* _Excerpted text_
Step 1 is the count of the number of nodes in the BST.

public static int GetNodeCountBST(Node root)
{
	if(root == null)
	{
		return 0;
	}
	Node currentNode = root;
	return GetNodeCountBSTRec(currentNode);
}
private static int GetNodeCountBST(Node node)
{
	if(node == null)
	{
		return 0;
	}
	return GetNodeCountBST(node.left) + 1 + GetNodeCountBST(node.right);
}

Step 2 is to find the median

public static double? FindMedian(Node root, int nodeCount)
{
	if(root == null || nodeCount <= 0)
	{
		return null;
	}
	Int median= 0;
	Node currentNode = root;
	FindMedianRec(currentNode, nodeCount, 0, out median);
	return median;
}

private static int FindMedianRec(Node node, int totalCount, int nodeCount, out double median)
{
	if(node == null)
	{
		return nodeCount;
	}
	int leftNodeCount = FindMedianRec(node.left, totalCount, nodeCount, out median);
	if(leftNodeCount == (TotalCount-1)/2)
	{
		median = node.data;
	}
	if(leftNodeCount == (TotalCount/2))
	{
		if(TotalCount % 2 == 0)
		{
			median = (median + (double)node.data)/2;
		}
	}
	return FindMedianRec(node.right, totalCount, nodeCount + 1 + leftNodeCount, out median);
}

Complexity of both the steps is O(N) and space complexity is O(1) only.

* _Given information_
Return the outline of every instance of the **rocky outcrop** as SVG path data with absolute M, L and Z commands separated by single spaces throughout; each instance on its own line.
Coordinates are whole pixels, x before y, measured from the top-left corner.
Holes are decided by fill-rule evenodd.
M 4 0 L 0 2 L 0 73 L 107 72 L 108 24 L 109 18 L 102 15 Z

* _What is being asked_
Please state the space complexity that the BST median text gives for both steps.

* _Response_
O(1)